**Exercise requirements**
Nothing but the line containing "Indicate the turquoise" and the lines after it in the entries below should appear, each repeated exactly.

**Supplied entries**
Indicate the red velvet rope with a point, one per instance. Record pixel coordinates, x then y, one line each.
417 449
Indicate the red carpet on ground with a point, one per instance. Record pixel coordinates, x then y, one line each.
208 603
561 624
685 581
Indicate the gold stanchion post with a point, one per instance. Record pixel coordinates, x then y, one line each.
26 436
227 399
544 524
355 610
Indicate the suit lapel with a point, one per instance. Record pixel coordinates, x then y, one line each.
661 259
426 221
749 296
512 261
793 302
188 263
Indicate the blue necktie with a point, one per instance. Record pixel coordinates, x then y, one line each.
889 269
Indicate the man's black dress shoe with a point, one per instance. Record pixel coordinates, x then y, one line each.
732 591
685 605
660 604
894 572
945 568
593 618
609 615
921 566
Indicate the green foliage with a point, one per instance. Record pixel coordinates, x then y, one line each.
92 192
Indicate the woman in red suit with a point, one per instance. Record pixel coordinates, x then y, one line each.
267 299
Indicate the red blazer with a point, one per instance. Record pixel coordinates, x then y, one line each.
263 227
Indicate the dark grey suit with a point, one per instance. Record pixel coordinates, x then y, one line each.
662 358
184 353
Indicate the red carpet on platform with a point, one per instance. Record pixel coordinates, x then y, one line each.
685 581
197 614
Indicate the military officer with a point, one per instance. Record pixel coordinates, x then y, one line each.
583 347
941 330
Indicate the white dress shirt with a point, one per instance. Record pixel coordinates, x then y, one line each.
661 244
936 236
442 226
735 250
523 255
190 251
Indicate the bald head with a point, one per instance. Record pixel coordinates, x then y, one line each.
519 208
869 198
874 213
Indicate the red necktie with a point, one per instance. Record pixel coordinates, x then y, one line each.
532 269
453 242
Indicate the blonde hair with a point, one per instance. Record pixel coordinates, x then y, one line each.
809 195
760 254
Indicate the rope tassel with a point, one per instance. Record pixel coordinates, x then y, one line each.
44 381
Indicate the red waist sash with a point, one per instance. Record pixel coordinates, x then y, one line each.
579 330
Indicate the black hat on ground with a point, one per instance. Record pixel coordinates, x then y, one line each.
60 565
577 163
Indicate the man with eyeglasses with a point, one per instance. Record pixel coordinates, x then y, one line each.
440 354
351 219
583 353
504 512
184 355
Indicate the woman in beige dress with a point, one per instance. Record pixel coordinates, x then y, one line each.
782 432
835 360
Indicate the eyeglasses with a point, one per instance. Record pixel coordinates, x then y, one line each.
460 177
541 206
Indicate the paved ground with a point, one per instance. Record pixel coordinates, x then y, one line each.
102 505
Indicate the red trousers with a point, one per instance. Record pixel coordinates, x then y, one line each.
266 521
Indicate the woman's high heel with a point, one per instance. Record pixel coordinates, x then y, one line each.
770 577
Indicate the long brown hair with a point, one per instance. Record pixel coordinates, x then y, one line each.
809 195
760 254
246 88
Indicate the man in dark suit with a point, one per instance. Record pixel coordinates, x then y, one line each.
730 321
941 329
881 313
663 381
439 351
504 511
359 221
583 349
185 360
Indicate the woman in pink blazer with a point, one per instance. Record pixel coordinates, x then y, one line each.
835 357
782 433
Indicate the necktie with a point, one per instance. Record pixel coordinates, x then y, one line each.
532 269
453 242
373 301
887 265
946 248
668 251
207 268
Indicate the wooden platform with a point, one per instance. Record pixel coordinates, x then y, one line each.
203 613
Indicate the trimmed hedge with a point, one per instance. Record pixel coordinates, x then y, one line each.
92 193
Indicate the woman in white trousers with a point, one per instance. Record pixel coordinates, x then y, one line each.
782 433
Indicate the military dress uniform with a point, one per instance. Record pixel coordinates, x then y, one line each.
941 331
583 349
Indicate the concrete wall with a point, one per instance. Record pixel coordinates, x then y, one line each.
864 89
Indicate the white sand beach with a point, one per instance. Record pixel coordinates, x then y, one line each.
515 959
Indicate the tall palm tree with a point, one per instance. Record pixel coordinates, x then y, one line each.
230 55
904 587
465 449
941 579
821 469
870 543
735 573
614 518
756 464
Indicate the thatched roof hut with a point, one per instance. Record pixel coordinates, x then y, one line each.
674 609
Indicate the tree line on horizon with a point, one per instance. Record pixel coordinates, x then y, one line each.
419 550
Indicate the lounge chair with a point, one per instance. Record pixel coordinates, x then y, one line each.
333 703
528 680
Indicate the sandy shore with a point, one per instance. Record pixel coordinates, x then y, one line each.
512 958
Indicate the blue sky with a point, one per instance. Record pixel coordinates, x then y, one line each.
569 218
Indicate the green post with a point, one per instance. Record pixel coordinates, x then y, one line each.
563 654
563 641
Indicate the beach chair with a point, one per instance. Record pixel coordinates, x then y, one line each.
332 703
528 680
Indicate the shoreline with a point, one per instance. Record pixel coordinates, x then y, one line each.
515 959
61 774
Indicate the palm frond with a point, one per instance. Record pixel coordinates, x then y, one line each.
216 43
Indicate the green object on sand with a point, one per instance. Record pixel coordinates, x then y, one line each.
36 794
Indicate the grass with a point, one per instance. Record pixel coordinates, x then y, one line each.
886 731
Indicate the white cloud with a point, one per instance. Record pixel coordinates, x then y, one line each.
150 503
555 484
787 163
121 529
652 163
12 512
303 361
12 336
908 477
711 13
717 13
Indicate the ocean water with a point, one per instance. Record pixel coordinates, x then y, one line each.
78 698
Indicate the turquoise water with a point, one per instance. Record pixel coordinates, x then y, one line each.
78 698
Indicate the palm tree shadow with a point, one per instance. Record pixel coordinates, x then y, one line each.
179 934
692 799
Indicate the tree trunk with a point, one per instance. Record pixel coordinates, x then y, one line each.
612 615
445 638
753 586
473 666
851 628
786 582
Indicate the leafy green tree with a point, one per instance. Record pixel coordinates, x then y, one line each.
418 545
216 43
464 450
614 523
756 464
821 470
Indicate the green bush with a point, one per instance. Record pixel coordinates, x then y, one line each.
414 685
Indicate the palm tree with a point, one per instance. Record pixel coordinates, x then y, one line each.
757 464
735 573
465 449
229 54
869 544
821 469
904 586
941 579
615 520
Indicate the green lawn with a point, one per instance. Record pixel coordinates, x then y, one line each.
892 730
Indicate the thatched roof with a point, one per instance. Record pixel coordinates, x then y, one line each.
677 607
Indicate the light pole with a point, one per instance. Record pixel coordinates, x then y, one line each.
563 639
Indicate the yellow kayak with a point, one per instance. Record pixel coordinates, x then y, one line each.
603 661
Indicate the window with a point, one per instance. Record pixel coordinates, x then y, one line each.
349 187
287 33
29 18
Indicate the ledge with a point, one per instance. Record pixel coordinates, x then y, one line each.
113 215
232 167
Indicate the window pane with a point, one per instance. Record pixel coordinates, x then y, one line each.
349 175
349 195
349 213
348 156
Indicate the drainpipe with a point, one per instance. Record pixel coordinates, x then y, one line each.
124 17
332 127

**Solution to this problem**
Indicate the turquoise water with a point, one per instance. Record pixel coordinates, x then y, one line each.
78 698
Indicate the palm tree shadow with a point, one per instance. Record pixel coordinates, x then y, one line each.
179 934
692 799
Indicate the tree trunk with a point, one per instance. Record pixel coordinates, x then y, one line each.
612 615
445 638
753 586
473 666
851 628
786 582
Indicate the leafy green tree with a point, one per instance. Record pixel coordinates, x then y, one line each.
418 545
216 43
464 450
614 523
756 464
821 470
Indicate the green bush with a point, one per instance. Record pixel coordinates, x then y, one line each.
414 685
Indicate the palm tree with a point, one per instance. Record pixel coordinates, x then y, one line each.
757 464
735 573
465 449
229 54
869 544
821 469
904 586
941 579
615 520
Indicate the green lawn with a point, one per instance. Record pixel coordinates, x then y, one line each.
892 730
Indicate the thatched roof with a point, one per instance. Record pixel coordinates, x then y, one line each.
677 607
Indicate the light pole with a point, one per instance. Record pixel coordinates, x then y, one line each.
563 639
Indicate the yellow kayak with a point, one per instance. Record pixel coordinates, x then y, one line each.
603 661
Indicate the window with a point, one per instance. Record pixel coordinates, x then y, one line each.
349 187
287 33
29 18
Indicate the ledge with a point, one per instance. Record pixel coordinates, x then y, one line each.
113 215
232 167
Indicate the window pane with a point, one per instance. Record pixel coordinates, x then y, one line each.
349 175
349 195
349 213
348 156
Indicate the drainpipe with a point, one per instance. Record pixel coordinates, x then y, one line each.
124 17
332 127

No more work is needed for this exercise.